**Given passage:**
The World Trade Organization (WTO) has announced that it has postponed indefinitely its 12th Ministerial Conference (MC12), citing new COVID-19 travel restrictions.

The General Council – the WTO’s highest decision-making body – announced on Friday that it would postpone the event due to new restrictions following the outbreak of the Omicron variant last week.

With the event originally set to begin tomorrow in Geneva, Switzerland, and scheduled to run until December 3, ministers from multiple nations would have been unable to attend.

Last Friday, the Swiss government placed an indefinite ban on all flights travelling to the country from Botswana, Eswatini, Lesotho, Mozambique, Namibia, Zimbabwe, and South Africa. 

In addition, Switzerland imposed restrictions on travellers from other countries where Omicron has been identified, including Israel, Belgium, and Hong Kong.

**Exercise requirements:**
[1] Decide whether each statement below agrees with the article on the WTO conference postponement. For each, answer yes or no and quote the deciding words of the article exactly. (a) The General Council is the WTO's highest decision-making body. (b) The 12th Ministerial Conference was originally to be held in Geneva. (c) The Swiss ban on flights from the listed southern African countries was to remain in force until December 3.
[2] Extract from the article on the WTO conference postponement the passage from "In addition, Switzerland" up to and including "and Hong Kong.".

**Information supplied:**
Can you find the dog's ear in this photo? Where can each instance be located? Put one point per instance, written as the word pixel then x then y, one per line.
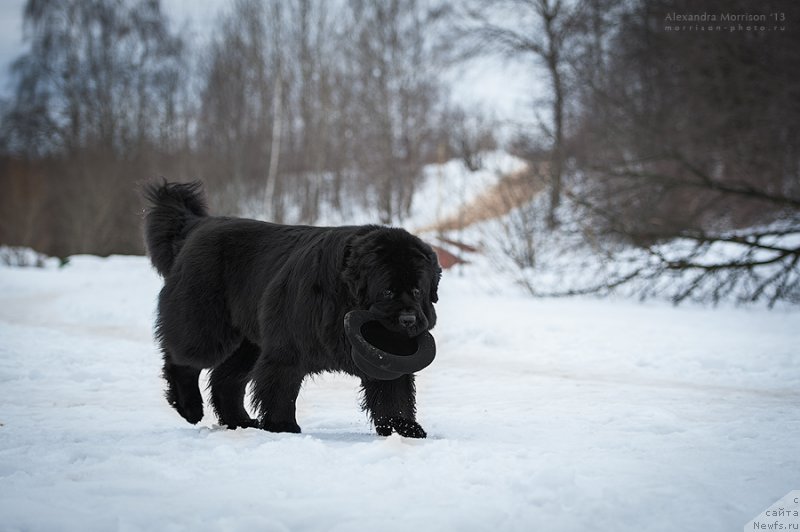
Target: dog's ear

**Responses to the exercise:**
[1]
(a) Yes: "The General Council – the WTO’s highest decision-making body"
(b) Yes: "With the event originally set to begin tomorrow in Geneva, Switzerland"
(c) No: "the Swiss government placed an indefinite ban on all flights"

[2]
In addition, Switzerland imposed restrictions on travellers from other countries where Omicron has been identified, including Israel, Belgium, and Hong Kong.